Goal
Gather everything below that includes the word "line", copying each match in full.

Task input
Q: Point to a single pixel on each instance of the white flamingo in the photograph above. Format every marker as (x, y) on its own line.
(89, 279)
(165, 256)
* * *
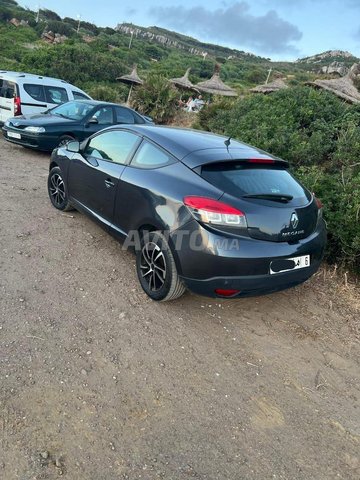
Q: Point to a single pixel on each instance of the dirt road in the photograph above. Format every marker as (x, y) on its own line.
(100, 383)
...
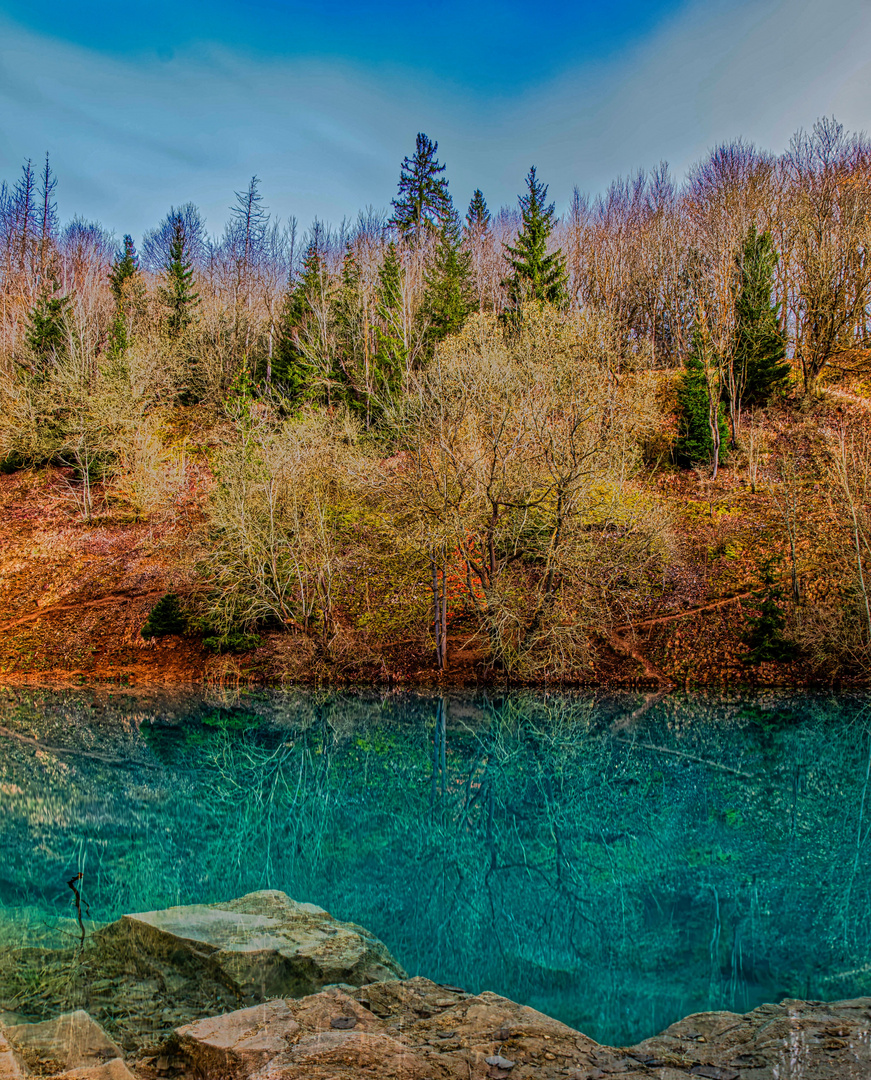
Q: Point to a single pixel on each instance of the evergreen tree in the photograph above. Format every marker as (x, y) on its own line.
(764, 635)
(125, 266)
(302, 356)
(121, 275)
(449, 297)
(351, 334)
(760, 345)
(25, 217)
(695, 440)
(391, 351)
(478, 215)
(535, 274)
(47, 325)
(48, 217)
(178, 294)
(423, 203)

Task solution
Q: Point to a single pixel on each instance of the white flamingo in the photograph above. Format every marker as (x, y) on its own line.
Q: Point to a single pixel on each instance of the dirt road in the photograph above. Format every marker as (x, y) on its own line.
Q: Point to a single pixel on each instance of the evergreen tree in the photograph above. Format every marker as (x, y) on its own line.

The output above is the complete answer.